What needs to be done | Reproduce, please, the line that holds "Target: headlight" and all later lines through the end of the entries below, exactly; omit pictures.

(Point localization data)
————————

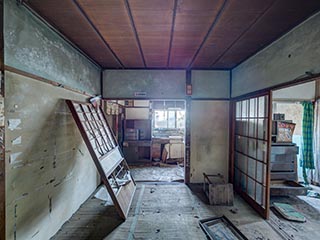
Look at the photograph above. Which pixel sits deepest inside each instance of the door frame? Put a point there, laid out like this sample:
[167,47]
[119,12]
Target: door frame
[264,212]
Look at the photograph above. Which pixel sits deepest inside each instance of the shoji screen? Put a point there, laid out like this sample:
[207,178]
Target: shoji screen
[251,151]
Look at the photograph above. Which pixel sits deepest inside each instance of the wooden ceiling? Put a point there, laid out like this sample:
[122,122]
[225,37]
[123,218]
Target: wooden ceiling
[186,34]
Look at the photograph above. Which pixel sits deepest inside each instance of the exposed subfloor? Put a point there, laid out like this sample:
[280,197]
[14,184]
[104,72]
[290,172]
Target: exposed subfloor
[172,211]
[157,172]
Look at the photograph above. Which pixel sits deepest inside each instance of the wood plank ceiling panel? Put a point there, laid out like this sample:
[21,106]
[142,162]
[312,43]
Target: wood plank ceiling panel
[237,17]
[153,20]
[192,22]
[113,22]
[64,15]
[282,16]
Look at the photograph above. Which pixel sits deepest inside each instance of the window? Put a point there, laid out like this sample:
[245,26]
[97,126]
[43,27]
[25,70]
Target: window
[169,119]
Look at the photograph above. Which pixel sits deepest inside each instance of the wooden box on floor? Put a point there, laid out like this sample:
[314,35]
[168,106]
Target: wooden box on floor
[217,191]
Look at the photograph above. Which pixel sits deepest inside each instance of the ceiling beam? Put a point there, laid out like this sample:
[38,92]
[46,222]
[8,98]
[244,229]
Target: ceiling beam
[208,33]
[98,33]
[174,13]
[135,31]
[243,33]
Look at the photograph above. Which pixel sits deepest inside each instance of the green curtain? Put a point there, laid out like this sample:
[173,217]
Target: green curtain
[307,136]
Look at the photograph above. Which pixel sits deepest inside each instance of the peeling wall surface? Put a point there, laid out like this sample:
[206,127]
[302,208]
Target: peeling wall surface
[33,47]
[283,61]
[209,139]
[155,83]
[305,91]
[210,84]
[49,171]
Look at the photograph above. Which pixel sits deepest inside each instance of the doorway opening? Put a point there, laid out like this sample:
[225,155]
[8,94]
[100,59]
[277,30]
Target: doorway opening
[152,136]
[295,141]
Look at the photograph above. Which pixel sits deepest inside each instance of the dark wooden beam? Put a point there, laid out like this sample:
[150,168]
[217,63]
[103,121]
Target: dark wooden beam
[98,32]
[243,33]
[135,31]
[2,135]
[172,30]
[213,24]
[187,159]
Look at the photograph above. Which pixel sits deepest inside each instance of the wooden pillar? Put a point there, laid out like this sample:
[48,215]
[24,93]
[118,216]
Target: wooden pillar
[188,133]
[2,136]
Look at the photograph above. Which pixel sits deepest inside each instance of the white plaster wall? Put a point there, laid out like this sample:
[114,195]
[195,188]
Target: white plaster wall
[209,139]
[283,61]
[161,84]
[304,91]
[210,84]
[49,172]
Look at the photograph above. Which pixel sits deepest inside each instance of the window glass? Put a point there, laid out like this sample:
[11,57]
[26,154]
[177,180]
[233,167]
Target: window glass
[160,119]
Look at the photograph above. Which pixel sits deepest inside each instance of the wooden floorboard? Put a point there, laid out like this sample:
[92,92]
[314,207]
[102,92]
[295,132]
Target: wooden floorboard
[172,211]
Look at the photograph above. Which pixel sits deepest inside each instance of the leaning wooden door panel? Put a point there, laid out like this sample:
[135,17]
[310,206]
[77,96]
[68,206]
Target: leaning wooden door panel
[105,153]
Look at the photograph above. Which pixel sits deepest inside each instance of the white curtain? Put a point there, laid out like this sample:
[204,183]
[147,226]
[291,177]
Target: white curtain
[315,176]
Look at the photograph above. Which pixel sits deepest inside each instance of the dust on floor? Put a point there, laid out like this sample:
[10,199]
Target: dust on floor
[173,210]
[157,172]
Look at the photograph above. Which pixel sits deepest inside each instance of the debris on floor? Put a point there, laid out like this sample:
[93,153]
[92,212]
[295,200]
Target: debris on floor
[220,228]
[162,172]
[313,194]
[289,212]
[102,194]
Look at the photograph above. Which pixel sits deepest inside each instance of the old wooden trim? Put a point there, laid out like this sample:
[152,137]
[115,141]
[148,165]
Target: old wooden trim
[2,134]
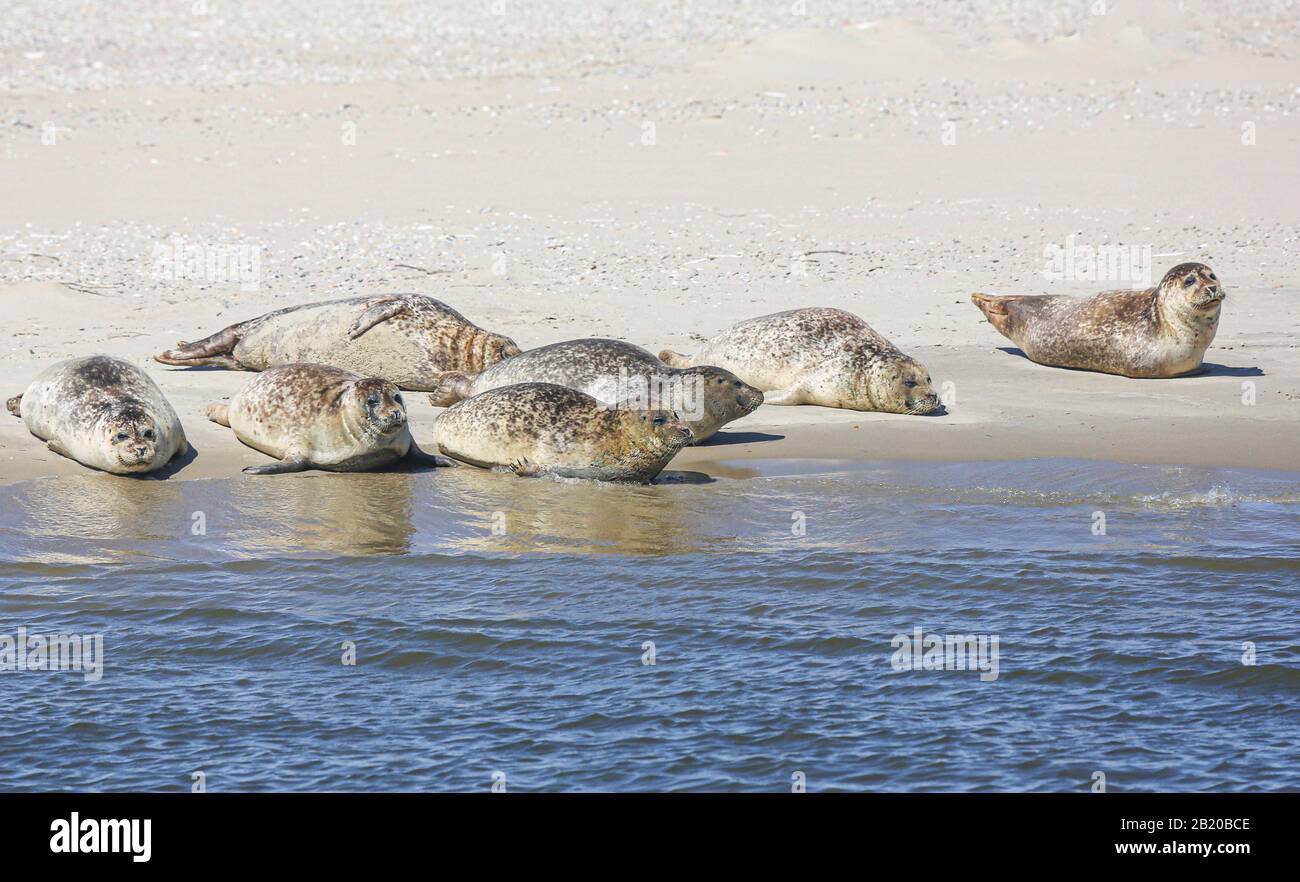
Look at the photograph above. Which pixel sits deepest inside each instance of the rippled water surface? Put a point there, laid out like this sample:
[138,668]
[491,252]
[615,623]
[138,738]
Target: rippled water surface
[502,626]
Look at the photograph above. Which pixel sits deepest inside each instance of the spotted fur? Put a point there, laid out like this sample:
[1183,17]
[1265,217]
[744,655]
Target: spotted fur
[406,338]
[1160,332]
[103,413]
[319,416]
[540,428]
[601,367]
[818,357]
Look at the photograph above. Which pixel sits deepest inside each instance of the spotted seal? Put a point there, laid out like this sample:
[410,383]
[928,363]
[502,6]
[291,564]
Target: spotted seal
[612,371]
[541,428]
[1158,332]
[406,338]
[319,416]
[818,357]
[103,413]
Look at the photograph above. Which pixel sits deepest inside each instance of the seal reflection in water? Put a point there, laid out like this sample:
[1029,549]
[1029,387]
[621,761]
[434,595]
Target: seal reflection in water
[1160,332]
[541,428]
[317,416]
[404,338]
[612,371]
[818,357]
[103,413]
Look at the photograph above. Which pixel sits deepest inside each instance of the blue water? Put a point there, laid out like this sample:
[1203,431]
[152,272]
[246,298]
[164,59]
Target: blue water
[523,652]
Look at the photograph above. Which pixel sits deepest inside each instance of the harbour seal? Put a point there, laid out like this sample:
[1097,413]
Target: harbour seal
[103,413]
[615,372]
[818,357]
[1160,332]
[319,416]
[406,338]
[541,428]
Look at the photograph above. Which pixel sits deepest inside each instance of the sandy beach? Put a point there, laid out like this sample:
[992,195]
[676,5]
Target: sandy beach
[658,174]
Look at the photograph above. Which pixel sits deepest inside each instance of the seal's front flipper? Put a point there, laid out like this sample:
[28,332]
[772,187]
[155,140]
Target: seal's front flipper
[792,396]
[219,414]
[377,314]
[211,351]
[421,458]
[524,468]
[997,310]
[282,467]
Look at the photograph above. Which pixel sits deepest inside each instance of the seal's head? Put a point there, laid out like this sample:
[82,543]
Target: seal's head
[897,384]
[713,397]
[1194,285]
[130,439]
[663,429]
[380,406]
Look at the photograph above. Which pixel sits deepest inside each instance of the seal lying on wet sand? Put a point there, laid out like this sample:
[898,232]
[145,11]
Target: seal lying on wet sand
[103,413]
[614,372]
[818,357]
[406,338]
[1160,332]
[540,428]
[317,416]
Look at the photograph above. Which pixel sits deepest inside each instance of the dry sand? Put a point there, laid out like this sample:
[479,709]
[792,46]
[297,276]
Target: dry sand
[659,172]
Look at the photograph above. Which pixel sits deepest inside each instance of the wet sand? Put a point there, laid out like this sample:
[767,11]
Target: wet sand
[667,186]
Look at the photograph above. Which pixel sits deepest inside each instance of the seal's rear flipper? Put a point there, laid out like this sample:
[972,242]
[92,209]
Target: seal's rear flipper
[377,314]
[421,458]
[524,468]
[219,414]
[211,351]
[453,387]
[793,396]
[282,467]
[995,308]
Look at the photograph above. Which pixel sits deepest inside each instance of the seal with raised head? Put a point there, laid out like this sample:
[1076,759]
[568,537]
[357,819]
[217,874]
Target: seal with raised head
[541,428]
[616,372]
[1160,332]
[818,357]
[104,413]
[406,338]
[319,416]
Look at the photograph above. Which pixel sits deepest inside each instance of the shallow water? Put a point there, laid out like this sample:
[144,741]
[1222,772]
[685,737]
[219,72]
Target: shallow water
[520,649]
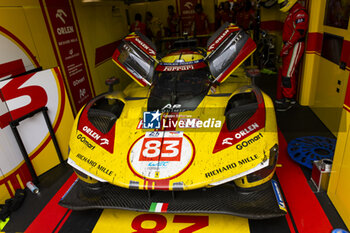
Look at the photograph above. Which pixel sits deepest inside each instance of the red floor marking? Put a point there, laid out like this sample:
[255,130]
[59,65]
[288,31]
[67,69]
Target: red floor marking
[307,212]
[51,215]
[63,221]
[290,224]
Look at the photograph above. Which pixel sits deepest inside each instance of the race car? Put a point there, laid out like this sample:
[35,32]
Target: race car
[179,139]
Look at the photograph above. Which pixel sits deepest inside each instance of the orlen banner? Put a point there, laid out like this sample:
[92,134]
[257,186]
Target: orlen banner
[187,13]
[65,37]
[19,96]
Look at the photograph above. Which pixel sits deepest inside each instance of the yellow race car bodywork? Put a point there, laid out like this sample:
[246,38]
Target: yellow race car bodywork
[187,132]
[201,166]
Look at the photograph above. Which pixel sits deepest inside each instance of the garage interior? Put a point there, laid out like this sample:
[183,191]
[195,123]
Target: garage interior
[68,46]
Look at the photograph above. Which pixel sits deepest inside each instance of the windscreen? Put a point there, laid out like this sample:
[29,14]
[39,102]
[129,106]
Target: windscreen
[136,62]
[182,84]
[222,58]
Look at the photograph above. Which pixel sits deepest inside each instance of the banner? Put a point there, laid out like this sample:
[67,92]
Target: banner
[186,10]
[71,54]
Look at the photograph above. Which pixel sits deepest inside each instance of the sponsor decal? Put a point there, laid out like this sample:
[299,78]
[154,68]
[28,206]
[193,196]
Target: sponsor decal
[244,144]
[171,108]
[158,207]
[227,141]
[247,160]
[220,170]
[104,141]
[299,20]
[178,68]
[218,40]
[278,195]
[230,166]
[181,63]
[251,128]
[85,141]
[161,155]
[151,120]
[90,132]
[94,164]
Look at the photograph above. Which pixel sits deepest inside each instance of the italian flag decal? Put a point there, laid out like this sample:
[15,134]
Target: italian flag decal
[158,207]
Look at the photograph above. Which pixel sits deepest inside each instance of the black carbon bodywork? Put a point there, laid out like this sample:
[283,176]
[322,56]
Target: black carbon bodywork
[224,199]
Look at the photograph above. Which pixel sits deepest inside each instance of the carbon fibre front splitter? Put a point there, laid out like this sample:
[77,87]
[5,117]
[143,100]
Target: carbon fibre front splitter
[265,202]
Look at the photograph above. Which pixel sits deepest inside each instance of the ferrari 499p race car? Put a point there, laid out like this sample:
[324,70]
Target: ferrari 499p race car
[179,139]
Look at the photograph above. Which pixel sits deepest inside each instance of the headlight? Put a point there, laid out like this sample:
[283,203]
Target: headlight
[239,109]
[104,112]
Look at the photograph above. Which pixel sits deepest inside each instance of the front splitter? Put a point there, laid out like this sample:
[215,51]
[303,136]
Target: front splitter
[265,202]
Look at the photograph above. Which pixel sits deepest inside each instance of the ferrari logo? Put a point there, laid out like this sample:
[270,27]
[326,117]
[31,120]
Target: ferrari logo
[151,120]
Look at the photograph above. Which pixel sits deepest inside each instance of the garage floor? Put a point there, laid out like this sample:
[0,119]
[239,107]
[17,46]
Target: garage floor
[309,212]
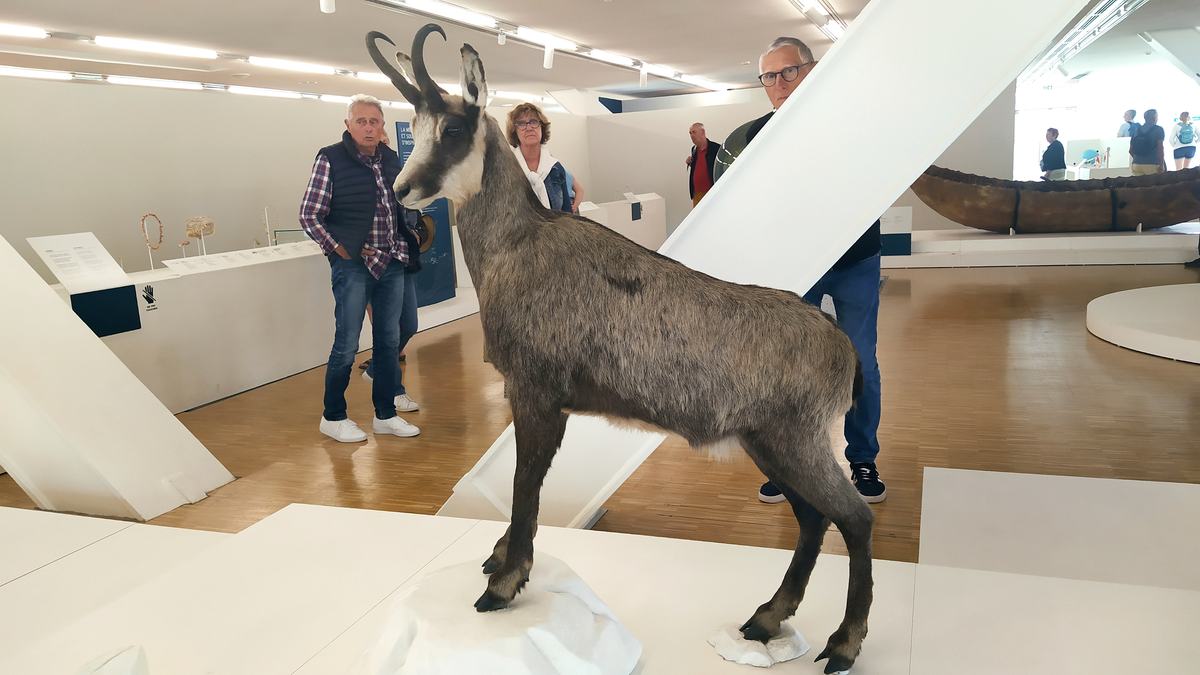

————————

Problem solution |
Target: headlight
[239,109]
[104,112]
Look at the photograph above. Which pixel sits deepest inside each instance of the front splitter? Put a point there, laid out like this sample:
[215,51]
[303,136]
Target: front splitter
[265,202]
Look at the photograph above. Which pixel sits deepest inside each instance of the ferrari logo? Put a point there, laid out like this sample:
[270,27]
[326,117]
[31,120]
Target: ferrari logo
[151,120]
Look at the photograph above. Which pixel sits deepest inside each instance of the garage floor? Put a point there, laid out like this sample:
[0,119]
[239,107]
[17,46]
Target: garage floor
[309,212]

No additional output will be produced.